_SET TASK 1_: Revise the article on generated hash columns in MySQL from "Key takeaways" and going on through "generated column concept.", swapping "deterministic" for "repeatable".

_SELECTED PASSAGE_:
####################

Skip to content

PLANETSCALE 2023-06-15 Tier 3

Read original ↗

PlanetScale — Generated Hash Columns in MySQL

Summary

Aaron Francis's PlanetScale pedagogical post (originally published 2023-06-15, re-surfaced via the 2026-04-21 feed snapshot) canonicalises a MySQL schema-design pattern the MySQL 8 manual buries in a single remark in §8.3.6: when a column is too large to index directly or a tuple is too wide for a composite index to pay off, introduce a generated column holding a compact hash of the value(s), index the hash, and use the compact index for strict-equality lookups and uniqueness enforcement. The post walks the single-column case (patterns/generated-hash-column-for-equality-lookup, URL stored in TEXT, url_md5 BINARY(16) AS (UNHEX(MD5(url))) plus KEY(url_md5)), the multi-column case (patterns/composite-hash-uniqueness-constraint, CASS- normalised addresses hashed via CONCAT_WS('|', ...) with a UNIQUE INDEX enforcing tuple uniqueness at commit), the redundant-condition technique for eliminating any residual MD5-collision risk (patterns/redundant-hash-plus-value-predicate, WHERE url_md5 = UNHEX(MD5(?)) AND url = ?), and the MySQL 8.0.13+ functional-index alternative that inlines the same mechanism with no named column. Three structural arguments run through the piece: (1) BINARY(N) over CHAR(2N) because byte-equality comparison doesn't care about character-set or collation; (2) generated-column-is-always-in-sync over hand-maintained denormalisation; (3) the hash is a query-performance primitive, not a security primitive — "this technique has nothing to do with securely storing passwords or other sensitive information." Aaron Francis joins the wiki's PlanetScale named-voice roster with his second canonical ingest after the 2023-05-18 charset + collation post.

Key takeaways

  1. MySQL generated columns express derived values the engine keeps in sync. "A generated column can be considered a calculated, computed, or derived column. It is a column whose value results from an expression rather than direct data input… The value in the generated column is always up to date and can never fall out of sync." Canonical syntax: col_name data_type [GENERATED ALWAYS] AS (expr) [VIRTUAL | STORED]. The expression must be scalar and deterministic — no NOW(), no RAND(). Canonical generated column concept.

####################

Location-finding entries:
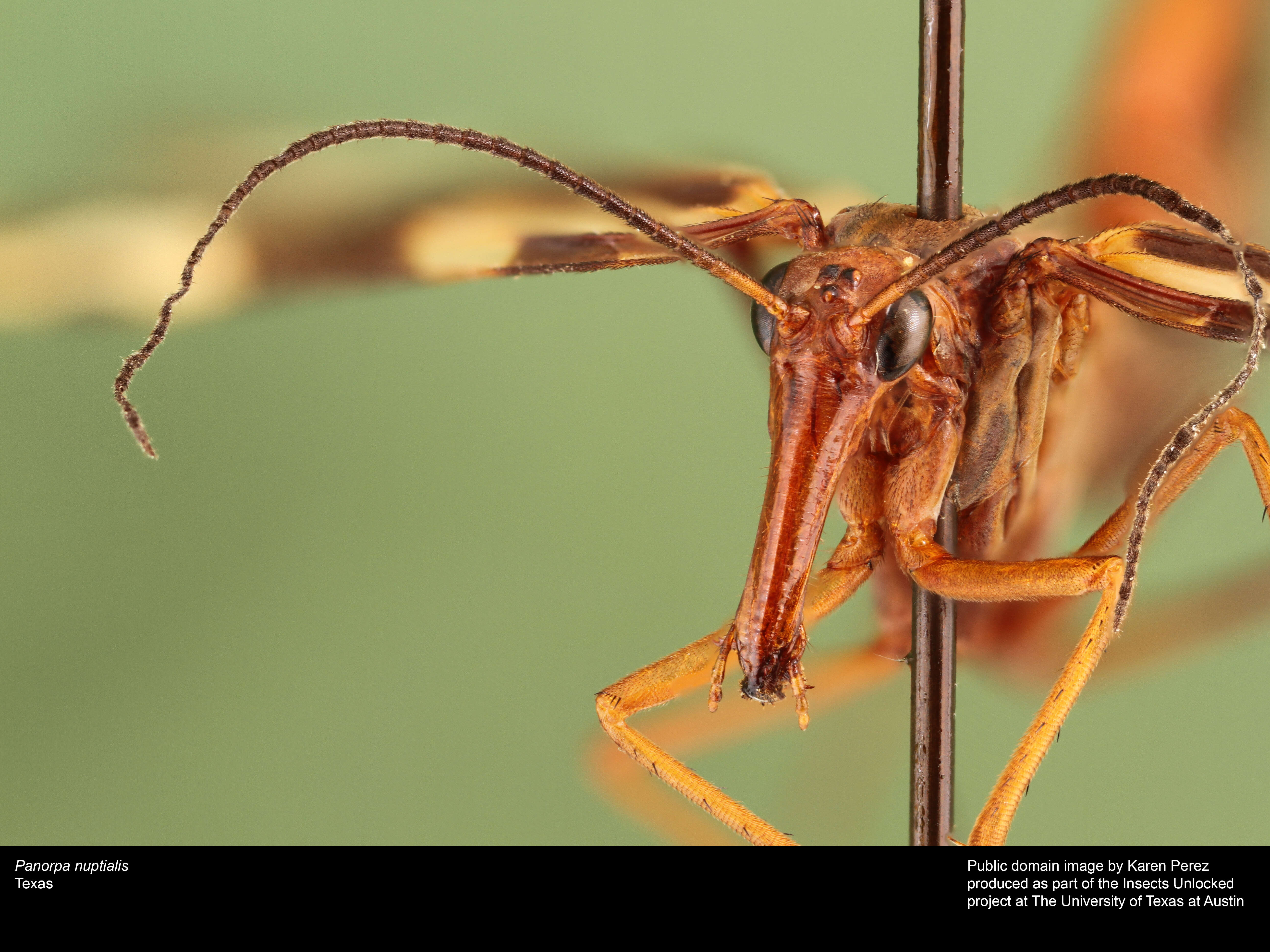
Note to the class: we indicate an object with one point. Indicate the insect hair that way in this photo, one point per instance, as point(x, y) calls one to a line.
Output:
point(465, 139)
point(1169, 200)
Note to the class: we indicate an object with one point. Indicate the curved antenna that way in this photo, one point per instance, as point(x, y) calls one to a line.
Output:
point(464, 139)
point(1169, 200)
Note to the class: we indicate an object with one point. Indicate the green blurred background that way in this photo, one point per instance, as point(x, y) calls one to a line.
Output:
point(399, 537)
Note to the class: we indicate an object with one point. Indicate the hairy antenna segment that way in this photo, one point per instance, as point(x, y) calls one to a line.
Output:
point(1172, 201)
point(464, 139)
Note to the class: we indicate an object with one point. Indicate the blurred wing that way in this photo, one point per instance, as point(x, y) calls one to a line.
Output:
point(121, 260)
point(1180, 278)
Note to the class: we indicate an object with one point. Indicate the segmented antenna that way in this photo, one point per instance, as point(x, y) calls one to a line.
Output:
point(464, 139)
point(1169, 200)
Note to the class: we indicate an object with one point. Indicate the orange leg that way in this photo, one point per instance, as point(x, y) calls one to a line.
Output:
point(991, 582)
point(693, 667)
point(689, 730)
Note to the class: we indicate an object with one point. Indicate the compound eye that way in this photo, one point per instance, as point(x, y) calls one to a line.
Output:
point(762, 320)
point(906, 333)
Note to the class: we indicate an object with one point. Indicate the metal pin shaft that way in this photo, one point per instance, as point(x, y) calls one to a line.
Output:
point(934, 654)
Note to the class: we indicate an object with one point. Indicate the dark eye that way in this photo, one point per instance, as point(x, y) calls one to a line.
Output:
point(906, 333)
point(762, 320)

####################

_SET TASK 2_: Please write out the rows above verbatim, starting with the line with "Indicate the hairy" and going on through the line with "point(1180, 278)".

_COMPLETE OUTPUT 1_:
Key takeaways

  1. MySQL generated columns express derived values the engine keeps in sync. "A generated column can be considered a calculated, computed, or derived column. It is a column whose value results from an expression rather than direct data input… The value in the generated column is always up to date and can never fall out of sync." Canonical syntax: col_name data_type [GENERATED ALWAYS] AS (expr) [VIRTUAL | STORED]. The expression must be scalar and repeatable — no NOW(), no RAND(). Canonical generated column concept.

_COMPLETE OUTPUT 2_:
Note to the class: we indicate an object with one point. Indicate the hairy antenna segment that way in this photo, one point per instance, as point(x, y) calls one to a line.
Output:
point(1172, 201)
point(464, 139)
Note to the class: we indicate an object with one point. Indicate the blurred wing that way in this photo, one point per instance, as point(x, y) calls one to a line.
Output:
point(121, 260)
point(1180, 278)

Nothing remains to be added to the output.